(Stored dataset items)
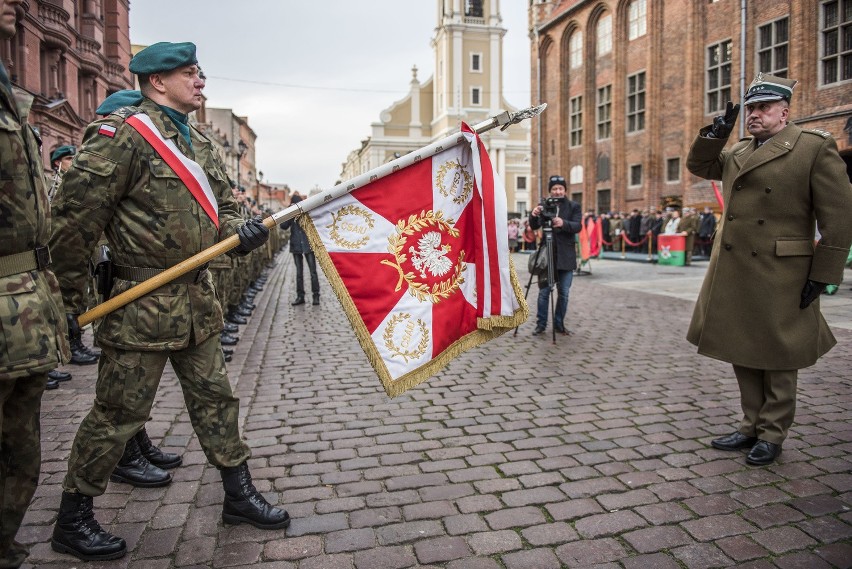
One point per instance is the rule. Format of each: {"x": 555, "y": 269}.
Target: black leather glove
{"x": 810, "y": 293}
{"x": 253, "y": 233}
{"x": 723, "y": 125}
{"x": 74, "y": 331}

● **What to work on**: Extract every line of the listing above without changing a character, and omit the pictures.

● **Response below**:
One point per instance is the rule. Format of each: {"x": 555, "y": 269}.
Target: black leather glove
{"x": 810, "y": 293}
{"x": 253, "y": 233}
{"x": 723, "y": 125}
{"x": 74, "y": 331}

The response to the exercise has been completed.